**Aim of the exercise:** Would you give the data below back exactly as it reads?

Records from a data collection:
■ ■ ■ ■
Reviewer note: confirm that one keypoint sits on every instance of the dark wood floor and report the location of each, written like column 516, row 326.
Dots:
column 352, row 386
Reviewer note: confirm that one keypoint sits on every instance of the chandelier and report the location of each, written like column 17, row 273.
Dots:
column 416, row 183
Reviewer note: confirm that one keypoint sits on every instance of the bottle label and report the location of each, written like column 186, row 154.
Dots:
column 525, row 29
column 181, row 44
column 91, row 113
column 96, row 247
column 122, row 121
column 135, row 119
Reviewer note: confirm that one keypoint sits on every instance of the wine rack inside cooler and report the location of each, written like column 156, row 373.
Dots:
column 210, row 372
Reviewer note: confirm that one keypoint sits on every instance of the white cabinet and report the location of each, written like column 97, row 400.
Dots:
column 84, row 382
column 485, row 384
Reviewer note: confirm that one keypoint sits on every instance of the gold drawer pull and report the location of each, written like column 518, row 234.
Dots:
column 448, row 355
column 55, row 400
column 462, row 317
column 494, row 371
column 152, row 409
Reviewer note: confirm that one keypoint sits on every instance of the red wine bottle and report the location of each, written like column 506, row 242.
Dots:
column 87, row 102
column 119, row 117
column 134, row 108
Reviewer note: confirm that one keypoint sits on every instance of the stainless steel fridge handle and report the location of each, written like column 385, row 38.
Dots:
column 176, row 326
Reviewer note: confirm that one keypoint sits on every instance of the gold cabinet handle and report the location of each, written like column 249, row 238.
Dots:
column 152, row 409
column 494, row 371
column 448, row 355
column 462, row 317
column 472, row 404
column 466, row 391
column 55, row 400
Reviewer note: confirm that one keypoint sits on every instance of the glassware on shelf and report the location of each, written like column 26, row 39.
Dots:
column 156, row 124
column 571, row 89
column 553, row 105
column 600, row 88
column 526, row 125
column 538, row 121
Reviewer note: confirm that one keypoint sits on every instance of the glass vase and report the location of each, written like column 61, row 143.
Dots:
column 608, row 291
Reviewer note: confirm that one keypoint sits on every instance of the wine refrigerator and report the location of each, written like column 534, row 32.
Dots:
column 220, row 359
■ ■ ■ ■
**Task response:**
Reviewer note: confirm that one keypoint sits on every instance of the dark wood floor and report the location of each, written like column 516, row 326.
Dots:
column 352, row 386
Reviewer note: confirm that one keypoint sits on every instance of the chandelier and report the location of each, written like column 17, row 273.
Dots:
column 416, row 183
Reviewer note: confirm that one keypoint sits on every instance of the bottle label and report the location of each, written like column 186, row 154.
Dots:
column 525, row 29
column 181, row 44
column 91, row 113
column 96, row 247
column 122, row 121
column 135, row 119
Reviewer note: confirm that one keypoint sits on every instance of the wine rack inside cooler and report the location of each, written like column 156, row 373.
Dots:
column 210, row 372
Reviewer note: confirm that one keypoint sits on every instance of the white cabinet and report the location of each, written like column 97, row 400.
Dots:
column 84, row 382
column 485, row 384
Reviewer note: confirm that one keypoint sits on every instance of the gold drawer pull and report the location of each, written like column 518, row 234.
Dots:
column 448, row 355
column 55, row 400
column 462, row 317
column 494, row 371
column 152, row 409
Reviewer note: confirm that one keypoint sits on every instance of the red wine bottle and report the location of each, written like column 506, row 242.
Dots:
column 87, row 102
column 119, row 117
column 134, row 108
Reviewer note: confirm that one keypoint sits on every instance of the stainless steel fridge handle and report the location of each, written like column 385, row 38.
Dots:
column 176, row 326
Reviewer note: confirm that one keypoint sits on every instance of the gold cabinet handle and report the location of each, written like column 249, row 238.
Dots:
column 152, row 409
column 494, row 371
column 448, row 355
column 462, row 317
column 472, row 404
column 466, row 391
column 55, row 400
Reviewer note: confirm that one keypoint sits on every instance of the glassware on shelf and report the location of each, written like column 26, row 39.
Dots:
column 156, row 124
column 571, row 89
column 553, row 105
column 600, row 88
column 526, row 125
column 538, row 121
Reviewer note: confirm that one keypoint sits on every instance of the glass vase and report the location of each, written like column 61, row 143.
Dots:
column 608, row 291
Reviewer note: confirm that one keypoint sits on every instance of the wine refrigerator and report the location of each, written like column 534, row 32.
Dots:
column 220, row 359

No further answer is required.